# [INSTRUCTIONS TO FOLLOW]
The expected output is every line of the data exactly as shown, minus the images.

# [TASK INPUTS]

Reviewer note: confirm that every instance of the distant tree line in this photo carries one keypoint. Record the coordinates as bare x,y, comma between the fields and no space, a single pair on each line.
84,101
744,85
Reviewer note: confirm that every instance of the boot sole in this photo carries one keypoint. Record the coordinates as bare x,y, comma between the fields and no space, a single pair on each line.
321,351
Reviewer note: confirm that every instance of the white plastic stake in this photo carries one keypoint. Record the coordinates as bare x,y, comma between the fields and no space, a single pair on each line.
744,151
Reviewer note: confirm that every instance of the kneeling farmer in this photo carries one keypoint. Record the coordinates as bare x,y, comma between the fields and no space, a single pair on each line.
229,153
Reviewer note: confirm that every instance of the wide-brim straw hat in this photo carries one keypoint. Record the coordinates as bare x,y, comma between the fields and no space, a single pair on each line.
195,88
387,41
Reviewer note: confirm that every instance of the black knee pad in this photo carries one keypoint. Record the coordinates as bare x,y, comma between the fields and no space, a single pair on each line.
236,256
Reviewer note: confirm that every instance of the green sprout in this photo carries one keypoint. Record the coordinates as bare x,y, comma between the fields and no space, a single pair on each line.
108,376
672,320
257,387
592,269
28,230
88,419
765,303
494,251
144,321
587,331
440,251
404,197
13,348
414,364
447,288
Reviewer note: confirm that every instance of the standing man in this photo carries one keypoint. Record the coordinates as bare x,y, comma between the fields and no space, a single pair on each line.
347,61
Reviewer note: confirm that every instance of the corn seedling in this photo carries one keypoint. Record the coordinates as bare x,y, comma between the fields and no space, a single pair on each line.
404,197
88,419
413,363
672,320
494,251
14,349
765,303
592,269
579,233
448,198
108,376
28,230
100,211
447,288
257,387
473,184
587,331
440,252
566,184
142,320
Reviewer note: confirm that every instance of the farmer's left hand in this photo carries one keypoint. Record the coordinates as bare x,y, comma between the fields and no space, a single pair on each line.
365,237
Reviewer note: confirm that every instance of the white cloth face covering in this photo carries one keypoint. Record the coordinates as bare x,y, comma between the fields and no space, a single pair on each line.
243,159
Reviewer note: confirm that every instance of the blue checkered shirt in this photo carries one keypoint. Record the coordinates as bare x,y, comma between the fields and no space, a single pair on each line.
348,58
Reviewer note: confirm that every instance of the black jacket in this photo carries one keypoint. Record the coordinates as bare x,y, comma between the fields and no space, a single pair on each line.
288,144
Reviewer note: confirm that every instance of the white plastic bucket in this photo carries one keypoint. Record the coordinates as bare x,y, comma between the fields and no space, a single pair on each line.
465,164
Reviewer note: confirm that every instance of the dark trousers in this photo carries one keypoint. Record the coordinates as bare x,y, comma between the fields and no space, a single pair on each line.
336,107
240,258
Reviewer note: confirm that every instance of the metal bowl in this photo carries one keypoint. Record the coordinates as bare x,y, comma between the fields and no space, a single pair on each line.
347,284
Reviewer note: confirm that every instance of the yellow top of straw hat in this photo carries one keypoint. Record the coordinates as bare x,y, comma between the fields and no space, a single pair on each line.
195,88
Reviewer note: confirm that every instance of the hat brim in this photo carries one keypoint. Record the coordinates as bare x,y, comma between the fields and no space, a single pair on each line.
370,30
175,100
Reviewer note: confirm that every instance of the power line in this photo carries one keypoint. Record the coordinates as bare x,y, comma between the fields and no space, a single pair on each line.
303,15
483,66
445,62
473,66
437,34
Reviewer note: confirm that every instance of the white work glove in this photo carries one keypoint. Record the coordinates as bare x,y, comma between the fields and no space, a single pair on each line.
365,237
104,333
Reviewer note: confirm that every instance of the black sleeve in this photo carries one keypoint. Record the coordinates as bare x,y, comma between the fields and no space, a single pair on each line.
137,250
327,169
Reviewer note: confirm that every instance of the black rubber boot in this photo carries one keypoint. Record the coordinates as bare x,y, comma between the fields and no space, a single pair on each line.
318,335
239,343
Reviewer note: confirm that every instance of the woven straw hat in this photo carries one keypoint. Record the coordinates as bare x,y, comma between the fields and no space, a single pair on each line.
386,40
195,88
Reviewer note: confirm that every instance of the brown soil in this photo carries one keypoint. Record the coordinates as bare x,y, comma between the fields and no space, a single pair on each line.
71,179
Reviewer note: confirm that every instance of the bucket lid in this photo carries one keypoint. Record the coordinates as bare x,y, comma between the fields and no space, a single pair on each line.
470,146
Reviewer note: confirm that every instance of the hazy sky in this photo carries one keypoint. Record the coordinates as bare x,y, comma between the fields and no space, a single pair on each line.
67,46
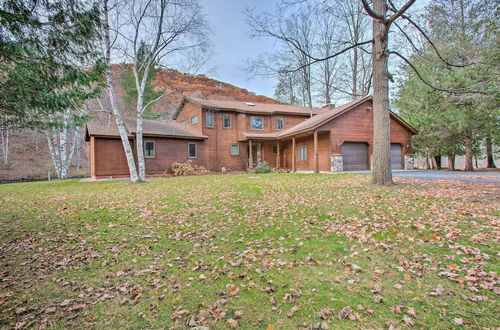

# [EXERCISE OUTPUT]
Reviewer note: confirm that every instance of the distant tree line in this photo carries one keypoint. Record the coordinates as bare x,y, comma between the fields and no space, a single pair on each line.
84,101
744,85
Reviewer note: confirm that every instance of the boot sole in this photo carries one keypoint. Record the coordinates as bare x,y, comma between the fields and no space, a single pair on each line.
321,351
Reviewer note: confirm that every instance of the white plastic stake in this photo carries one keypoint. Record the coordinates as bare x,y, comma between the fields and no space, a single pair on each line.
744,151
Reviewer note: confirm that every instance of the kneeling farmer in this photo carries one keypoint. Record the coordinates as bare x,y, comma between the fields and no space, a single pair on each line.
229,153
Reviewer note: confirm that every instance of the wide-brim straw hat in this photo carries one keypoint. Record the coordinates as bare x,y, comma between the fields and no space, a single pair on each line.
195,88
387,41
Reviewer note: confirm that every instance of the black knee pad in this photo carries one keypoint. Record the coordinates as bare x,y, comma between the fields and no space, a single pair on each line.
236,256
Reviewer note: confirm that every instance of the green sprout in this photo carries one keypoint. Record the coordinates as bare x,y, comma between the fields and no space, a single pair on each line.
108,376
672,320
257,387
592,269
28,230
88,419
765,303
494,251
144,321
587,331
440,251
404,197
13,348
414,364
447,288
Reviewer note: confirm that every instance of the standing man in this photo carries one keypoint. Record the coordinates as bare x,y, comma between the fields and no space, a single pair on each line.
347,61
Reviewer note: confirm that every instance of the corn seedling in this photo carries one keypoint. Record the coordinates as bare x,y, comma between the fields and no space, a single pair on each line.
404,197
88,419
413,363
672,320
494,251
14,349
765,303
592,269
579,233
448,198
108,376
28,230
100,211
447,288
257,387
473,184
587,331
440,252
566,184
142,320
Reviewer note: confirm that every instance of the farmer's left hand in this photo carries one keypoint. Record the coordinates as bare x,y, comma between the fields and no space, a single pair on each line.
365,237
Reviewer note: confirm that every instance of the white cloth face covering in this photo carries one keypoint. Record the coordinates as bare x,y, comma between the fields and no space, a single pair on each line.
243,159
Reviewer note: confirm that every instance of the blue checkered shirt in this photo carries one keypoint. Record the coordinates as bare x,y, comma between the fields and no space, a single pair on each line.
348,58
Reviewer note: confirm that every instance of the black jacket in this photo carries one keypoint. Record the coordinates as bare x,y, comma between the fields and no space, a single pair on each line.
288,144
Reviewer note: confirm that every instance of the white plastic bucket in this photo carries one keypoint. Record the coordinates as bare x,y, comma between the fields and no space, a single pair on each line.
465,164
Reviewer note: confirm that every instance of the dark trousers in this photo carries one keypoint. Record the coordinates as bare x,y, comma between the fields and no space, a single pair on each line.
336,107
240,258
Reviewer note: confirm that every instance of the metal bowl in this photo carries one keypoint. Record the coordinates as bare x,y, comma between the fields and no space, a single pair on each line.
347,284
Reviewer note: confirm that every instance of the yellow top of straw hat in this photo carries one keypoint. Record the coordinates as bare x,y, comma between the fields and no space, a single pair on each line.
195,88
Reviewer note: confirm that every instance of the hat brim in this photo carries one keypoint. Record the coordinates as bare x,y, comma between the fields and no space, a single pair on each line.
370,30
175,100
Reviewer note: confirm that every instance of the power line in this photo carries one keypoint. Record the coordinates as bare x,y, comma between the fields and no space, a single pair on each line.
303,15
483,66
445,62
473,66
437,34
Reviewer note: confirm that every instance of the white work glove in this photo carries one keypoint. Record the coordinates as bare x,y, comma between the fields and no space, a single pair on each line.
365,237
104,333
Reviewer note: confirm that every instance of the black sleeve in this photo carries one keypoint. Record the coordinates as bare x,y, comma between the fields and no space, a single pair on each line.
137,250
327,169
Reviewer note: confirm that every instance of the black rubber boot in this photo carries one keypoint. Record the coordinates as bare x,y, comma between the fields and no space, a single pair on each line.
318,335
239,343
Reviewer note: confirm that every instance of the woven straw hat in this photo carries one keypoint. Record the coordinates as bare x,y, comma between the fields and no space, a single pair on each line.
386,40
195,88
Reviewer note: confirm that every instance of the brown soil in this photo carries one keypoint. Record the coordinates as bare x,y, comma between the fields and no space, a single pair on each line.
71,179
Reviewer note: confirm that every instance of the bucket lid in this photo carries one keypoint. Record the coordinates as bare x,y, comma between the fields and no space, a single pair on each line.
470,146
Reviewer note: confirm that every instance of the hazy sky in this photo carries one keypoint. Record the coordinates as bare x,y, comma between the fields and no space, a single pair on each line.
67,46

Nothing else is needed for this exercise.